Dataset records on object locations
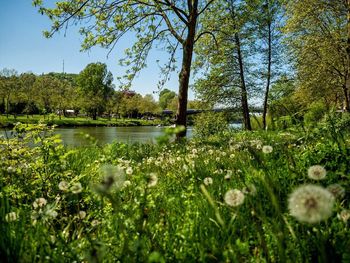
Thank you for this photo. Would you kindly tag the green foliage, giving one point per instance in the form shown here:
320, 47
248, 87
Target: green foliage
209, 123
165, 97
155, 203
315, 113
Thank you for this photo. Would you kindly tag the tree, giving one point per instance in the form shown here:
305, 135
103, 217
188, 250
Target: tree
266, 15
228, 79
165, 96
95, 84
45, 89
9, 87
319, 39
27, 81
170, 22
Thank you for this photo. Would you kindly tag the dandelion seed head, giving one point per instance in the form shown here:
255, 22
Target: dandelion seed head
10, 217
316, 172
208, 181
51, 213
95, 222
126, 183
336, 190
344, 215
249, 189
234, 197
63, 186
129, 171
82, 214
267, 149
76, 188
39, 202
310, 203
153, 180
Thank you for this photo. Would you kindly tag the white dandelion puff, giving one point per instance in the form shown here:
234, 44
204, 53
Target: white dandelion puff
82, 214
63, 186
76, 188
316, 172
153, 180
234, 197
208, 181
310, 203
129, 171
267, 149
126, 183
344, 215
39, 202
249, 189
336, 190
10, 217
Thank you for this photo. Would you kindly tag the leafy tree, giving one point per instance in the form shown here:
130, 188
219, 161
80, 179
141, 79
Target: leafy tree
9, 87
95, 84
165, 96
172, 23
27, 81
227, 80
266, 16
319, 39
45, 89
148, 105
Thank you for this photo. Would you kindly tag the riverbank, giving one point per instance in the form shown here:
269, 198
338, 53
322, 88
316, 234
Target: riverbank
9, 122
238, 197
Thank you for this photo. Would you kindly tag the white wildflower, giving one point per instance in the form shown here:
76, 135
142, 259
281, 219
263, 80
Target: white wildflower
316, 172
234, 197
39, 202
310, 203
267, 149
82, 214
129, 171
76, 188
153, 180
10, 217
208, 181
126, 183
63, 186
336, 190
344, 215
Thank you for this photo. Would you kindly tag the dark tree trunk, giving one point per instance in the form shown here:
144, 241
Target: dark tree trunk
269, 62
346, 87
244, 96
185, 72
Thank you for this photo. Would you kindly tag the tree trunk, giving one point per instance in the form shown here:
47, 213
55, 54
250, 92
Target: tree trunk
346, 87
244, 96
269, 62
184, 76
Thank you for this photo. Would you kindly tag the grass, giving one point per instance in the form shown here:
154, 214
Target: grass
155, 203
10, 121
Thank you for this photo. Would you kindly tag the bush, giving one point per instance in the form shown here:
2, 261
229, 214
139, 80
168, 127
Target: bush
209, 123
315, 113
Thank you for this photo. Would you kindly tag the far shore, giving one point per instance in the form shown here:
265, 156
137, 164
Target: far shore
10, 120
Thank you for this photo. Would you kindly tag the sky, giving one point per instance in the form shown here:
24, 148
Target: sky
24, 48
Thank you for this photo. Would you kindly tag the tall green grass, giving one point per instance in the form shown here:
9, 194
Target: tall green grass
168, 202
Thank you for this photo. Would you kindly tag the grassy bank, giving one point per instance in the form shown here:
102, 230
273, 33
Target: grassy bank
10, 121
239, 197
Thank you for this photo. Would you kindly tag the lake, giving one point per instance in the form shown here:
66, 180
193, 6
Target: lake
75, 136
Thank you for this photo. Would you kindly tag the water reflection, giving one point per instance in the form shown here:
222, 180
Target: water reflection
103, 135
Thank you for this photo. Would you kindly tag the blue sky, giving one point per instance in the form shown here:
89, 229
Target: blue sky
23, 48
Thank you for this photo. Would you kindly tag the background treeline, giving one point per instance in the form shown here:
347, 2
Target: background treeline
90, 93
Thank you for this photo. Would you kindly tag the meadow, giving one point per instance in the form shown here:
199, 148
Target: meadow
53, 119
234, 196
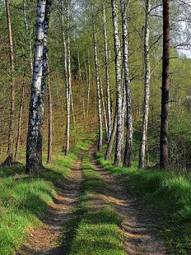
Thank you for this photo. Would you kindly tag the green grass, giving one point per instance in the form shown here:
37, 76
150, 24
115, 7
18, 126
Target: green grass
24, 200
169, 194
98, 231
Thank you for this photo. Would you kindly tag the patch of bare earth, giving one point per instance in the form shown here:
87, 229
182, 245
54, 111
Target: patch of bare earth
140, 229
46, 240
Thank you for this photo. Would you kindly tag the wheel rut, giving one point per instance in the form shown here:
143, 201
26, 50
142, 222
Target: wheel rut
46, 240
141, 232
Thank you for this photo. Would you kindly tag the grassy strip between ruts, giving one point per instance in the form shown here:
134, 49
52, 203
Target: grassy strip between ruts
98, 231
24, 199
168, 193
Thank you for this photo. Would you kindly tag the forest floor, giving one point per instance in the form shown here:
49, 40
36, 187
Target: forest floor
109, 220
140, 230
47, 240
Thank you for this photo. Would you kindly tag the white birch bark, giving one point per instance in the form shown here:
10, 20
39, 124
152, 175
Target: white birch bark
20, 120
129, 121
147, 77
104, 110
119, 93
9, 159
36, 111
89, 84
107, 77
50, 123
99, 108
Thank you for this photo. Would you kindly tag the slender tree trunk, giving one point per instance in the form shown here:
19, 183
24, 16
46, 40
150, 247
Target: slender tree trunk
129, 138
147, 77
82, 85
68, 81
107, 78
27, 29
89, 83
50, 123
100, 137
20, 120
9, 159
111, 140
119, 93
104, 110
165, 88
36, 111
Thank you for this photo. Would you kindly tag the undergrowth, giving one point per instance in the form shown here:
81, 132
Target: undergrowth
168, 193
98, 231
24, 199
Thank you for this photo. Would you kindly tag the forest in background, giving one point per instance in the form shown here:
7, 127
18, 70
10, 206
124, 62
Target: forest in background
112, 73
83, 73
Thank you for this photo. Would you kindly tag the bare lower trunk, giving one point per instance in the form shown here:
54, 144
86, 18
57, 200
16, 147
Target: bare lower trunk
117, 48
165, 88
111, 140
50, 123
20, 120
107, 78
146, 88
68, 84
129, 137
104, 110
12, 100
28, 34
99, 108
36, 111
89, 84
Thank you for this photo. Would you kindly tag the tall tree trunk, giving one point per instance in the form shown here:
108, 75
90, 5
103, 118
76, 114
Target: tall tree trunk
27, 29
36, 111
82, 85
165, 87
89, 84
111, 140
129, 138
9, 159
50, 123
119, 93
20, 119
104, 110
147, 77
100, 135
107, 78
68, 78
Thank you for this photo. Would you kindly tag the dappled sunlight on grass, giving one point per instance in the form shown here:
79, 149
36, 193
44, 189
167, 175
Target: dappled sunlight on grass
98, 232
24, 199
168, 193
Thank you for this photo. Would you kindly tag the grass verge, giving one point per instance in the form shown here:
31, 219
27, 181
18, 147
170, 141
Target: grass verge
166, 192
98, 231
24, 199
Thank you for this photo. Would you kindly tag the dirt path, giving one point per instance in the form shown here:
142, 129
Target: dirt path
141, 236
46, 240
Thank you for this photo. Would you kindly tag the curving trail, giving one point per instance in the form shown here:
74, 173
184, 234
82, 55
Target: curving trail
46, 240
141, 235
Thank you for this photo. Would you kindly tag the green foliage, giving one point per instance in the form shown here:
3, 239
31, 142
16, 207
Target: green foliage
169, 194
98, 231
24, 200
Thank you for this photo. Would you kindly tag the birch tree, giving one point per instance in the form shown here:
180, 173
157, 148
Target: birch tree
165, 87
36, 110
20, 119
147, 77
107, 77
50, 123
129, 138
119, 92
9, 158
99, 103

## WHAT TO DO
Please recast the lines of the records from the one containing "the forest in" through the end of the records, both included, as a JSON list of strings with one string per line. Leave out blank lines.

## EXERCISE SOLUTION
[
  "Thank you for this photo. Would you kindly tag the forest in background, giving one point per instance in the form shown here:",
  "7, 127",
  "18, 70",
  "10, 206",
  "124, 62",
  "Target: forest in background",
  "112, 73",
  "83, 73",
  "Thank you for this photo. Would you kindly tag the bare lower trunk, giving one point per instance in the form shown here:",
  "54, 144",
  "86, 18",
  "57, 200",
  "16, 147",
  "Target: bare lower trunk",
  "117, 48",
  "165, 88",
  "111, 140",
  "50, 123",
  "20, 120",
  "107, 78",
  "146, 88",
  "68, 84",
  "129, 137",
  "104, 110",
  "12, 100",
  "28, 34",
  "99, 108",
  "36, 111",
  "89, 84",
  "Thank you for this photo. Would you kindly tag the tall tree trunk, giving one point per instance in the form shown here:",
  "108, 75",
  "90, 5",
  "103, 118",
  "76, 114",
  "Target: tall tree trunk",
  "27, 29",
  "36, 111",
  "82, 85",
  "165, 87",
  "89, 84",
  "111, 140",
  "129, 138",
  "9, 159",
  "50, 123",
  "119, 93",
  "20, 119",
  "104, 110",
  "147, 77",
  "100, 135",
  "107, 78",
  "68, 78",
  "Thank you for this photo. Would you kindly tag the dappled sunlight on grass, giving one point per instance in the form shown here:",
  "79, 149",
  "36, 193",
  "44, 189",
  "167, 175",
  "Target: dappled sunlight on grass",
  "98, 232",
  "24, 199",
  "168, 193",
  "Thank you for this photo. Would you kindly tag the grass verge, giving one point per instance in the form shown here:",
  "31, 219",
  "27, 181",
  "18, 147",
  "170, 141",
  "Target: grass verge",
  "166, 192",
  "98, 231",
  "24, 199",
  "Thank you for this photo. Would you kindly tag the dirt path, giving one point per instance in the form shown here:",
  "142, 129",
  "Target: dirt path",
  "141, 236",
  "46, 240",
  "Thank you for this photo. Would you kindly tag the curving trail, giving one point per instance in the form shown here:",
  "74, 173",
  "184, 234",
  "82, 55",
  "Target: curving trail",
  "46, 240",
  "141, 235",
  "Thank you for this photo. Would you kindly tag the green foliage, giving one point per instance in the form shown here:",
  "3, 239",
  "31, 142",
  "16, 207",
  "Target: green foliage",
  "169, 194",
  "98, 231",
  "24, 200",
  "Thank you for this photo. Would you kindly tag the birch tree, giving one point per instance in the form shown here:",
  "180, 173",
  "157, 148",
  "Target: birch tree",
  "165, 87",
  "36, 110",
  "20, 119",
  "147, 77",
  "107, 77",
  "50, 123",
  "129, 138",
  "119, 92",
  "9, 158",
  "99, 103"
]